### Tarea del ejercicio
Transcribe literalmente todos los datos que siguen, sin incluir ninguna imagen en la respuesta.

### Entradas de anotación por coordenadas
----------

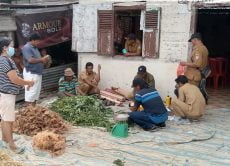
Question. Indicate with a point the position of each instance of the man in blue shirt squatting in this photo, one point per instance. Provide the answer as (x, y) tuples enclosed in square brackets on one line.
[(154, 114)]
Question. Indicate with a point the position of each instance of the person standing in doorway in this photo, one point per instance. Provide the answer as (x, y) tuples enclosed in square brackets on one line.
[(132, 46), (10, 84), (33, 68)]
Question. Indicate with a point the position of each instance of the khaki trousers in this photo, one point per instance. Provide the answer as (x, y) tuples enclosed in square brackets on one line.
[(182, 109)]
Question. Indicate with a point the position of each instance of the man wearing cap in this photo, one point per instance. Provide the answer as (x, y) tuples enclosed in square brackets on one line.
[(132, 46), (89, 80), (67, 84), (190, 102), (154, 114), (198, 60)]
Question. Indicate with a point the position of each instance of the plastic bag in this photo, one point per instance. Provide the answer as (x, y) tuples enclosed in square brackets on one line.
[(180, 70)]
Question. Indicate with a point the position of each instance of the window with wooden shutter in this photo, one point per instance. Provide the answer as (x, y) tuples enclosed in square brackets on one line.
[(151, 34), (105, 32)]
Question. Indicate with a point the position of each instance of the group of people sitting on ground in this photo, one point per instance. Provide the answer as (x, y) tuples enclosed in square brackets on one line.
[(189, 102)]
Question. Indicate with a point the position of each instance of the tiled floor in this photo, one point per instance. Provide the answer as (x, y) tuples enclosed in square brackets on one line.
[(219, 98)]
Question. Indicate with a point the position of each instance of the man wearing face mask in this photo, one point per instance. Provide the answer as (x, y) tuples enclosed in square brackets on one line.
[(33, 68), (154, 114), (141, 73)]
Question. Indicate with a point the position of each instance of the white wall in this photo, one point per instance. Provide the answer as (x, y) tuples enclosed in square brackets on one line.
[(119, 71)]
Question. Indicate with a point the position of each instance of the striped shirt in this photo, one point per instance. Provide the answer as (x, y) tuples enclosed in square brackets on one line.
[(151, 101), (68, 86), (6, 86)]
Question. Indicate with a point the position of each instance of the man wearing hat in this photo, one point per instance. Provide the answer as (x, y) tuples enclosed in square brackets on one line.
[(68, 84), (132, 46), (154, 114), (198, 60)]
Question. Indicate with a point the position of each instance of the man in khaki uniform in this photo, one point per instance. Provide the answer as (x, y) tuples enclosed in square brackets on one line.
[(133, 46), (141, 73), (190, 102), (89, 80), (198, 61)]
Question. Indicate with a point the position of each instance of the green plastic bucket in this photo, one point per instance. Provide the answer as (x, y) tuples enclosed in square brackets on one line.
[(120, 130)]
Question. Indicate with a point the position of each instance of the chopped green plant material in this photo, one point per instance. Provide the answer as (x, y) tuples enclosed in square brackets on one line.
[(84, 111)]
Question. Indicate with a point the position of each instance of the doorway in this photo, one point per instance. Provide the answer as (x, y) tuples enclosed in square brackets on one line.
[(214, 26)]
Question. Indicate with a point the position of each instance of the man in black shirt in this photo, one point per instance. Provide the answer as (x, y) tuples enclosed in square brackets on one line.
[(154, 113)]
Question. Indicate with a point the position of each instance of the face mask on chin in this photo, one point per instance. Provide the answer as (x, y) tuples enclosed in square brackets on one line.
[(10, 51)]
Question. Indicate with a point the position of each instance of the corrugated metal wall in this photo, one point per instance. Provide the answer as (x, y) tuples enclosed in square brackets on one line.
[(50, 78)]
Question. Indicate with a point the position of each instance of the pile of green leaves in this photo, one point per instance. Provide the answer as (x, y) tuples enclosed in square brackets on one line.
[(84, 111)]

----------

### Respuesta del ejercicio
Question. Indicate with a point the position of each instance of the man in blue shirt squatting in this photo, one point per instance. Provide the answer as (x, y) tuples enclosed in square brackets on one line.
[(154, 114)]
Question. Indicate with a point the position of each instance of the person standing in doorway in this photo, one point per instance. Provide the answer as (x, y) tuples enclosed in square brackets on one line.
[(132, 46), (10, 84), (33, 68)]
Question. Indicate with a point the position of each instance of the khaki trousers in this photo, one point per instance. Provide the answer as (x, y) tuples enclosed in square brackets on one line.
[(182, 109)]
Question. Indicate with a point the position of each instance of the man wearing cap in this photo, one point per instance. Provide the answer as (x, y) tuples enclosed in square brackets on one line.
[(132, 46), (89, 80), (67, 84), (190, 102), (154, 114), (198, 60)]
Question. Indicate with a point the position of each instance of the plastic bag in this photo, one point per instance. Provide the answer as (x, y) tuples enclosed in square brackets on one line.
[(180, 70)]
Question. Indicate with a point the position of each instance of the window with wooden shutter in this photo, one point per instance. Provide the answer as (x, y) tuples enclosed in square brackets on one line.
[(151, 34), (105, 32)]
Question. Indicate with a point the position of each instance of the group of people sitting on ground in this photo, one point per instance. Provide the answer as (x, y) tuples enclosed in square brackets on one line.
[(189, 102)]
Question. Indicate with a point the position of each instance of the tiled floor in this photo, one point per instance. Provide the answer as (x, y) tuples enclosed in square brackets on one line.
[(219, 98)]
Question. Indicate with a point the position of each instance of the man wearing face mask in this photo, one point per instance. Provide the answer as (x, y) tuples enclosed in square brackets on one line.
[(33, 68), (154, 114), (141, 73)]
Question. Indicate with a point the position of each instance of the white wall in this photo, one point per instance. Provide the answer as (x, y) tuples enclosed in square brackets on one line.
[(119, 71)]
Question. Indicate with a point the position of each instance of the striped shirt in this photo, one point per instance. Provide the answer as (x, y) tuples enclosed in square brackets on one line.
[(151, 101), (68, 86), (6, 86)]
Question. Indicate with a point the position of each instance of the man wearing hat in this photo, one point per instance. Provide the answer as (x, y) tuples enclosed in square brackets on one line.
[(68, 84), (132, 46), (154, 114), (198, 60)]
Question. Indicate with a point the position of each instance of the man in khaki uniform in this photo, one point per instance. Provide the answer as (x, y) tuples enclosed in square brackets on one line.
[(133, 46), (141, 73), (190, 102), (89, 80), (198, 61)]
Question. Indicate with a point the position of each instance of the green plastic bucket in this photo, one point per instance. Provide the answer as (x, y) tuples enclosed in square brackets on one line.
[(120, 130)]
Question. Indicate with a point the position of each instance of the chopped green plant material in this photo, one point per instance. Provide the answer as (x, y) tuples enclosed in square brackets on one line.
[(84, 111)]
Question. Indicate with a point the position of each instance of the doorway in this photo, one point per instance. Provide the answer as (x, y) tuples enclosed in square brackets on one line.
[(214, 26)]
Question. Indicate with a point the position of each instance of the man in black shirt in this photo, one point per instance. Provide the answer as (x, y) tuples enclosed in square brackets on one line.
[(154, 113)]
Question. Indicate with a point the position of each instance of the face mask on chin in this photo, one point per instance. Provide the answer as (x, y) tuples enclosed in square brackets on one line.
[(10, 51)]
Question. Indicate with a point the position of each instance of the corrugated metal wall in this photo, one point per instance. Provide the answer as (x, y) tuples enclosed in square brackets on one line.
[(50, 78)]
Question. Indicate with a point the position of each instance of the pile of green leaves in this photo, one point per instance. Provide the answer as (x, y) tuples enclosed in square brackets on one line.
[(84, 111)]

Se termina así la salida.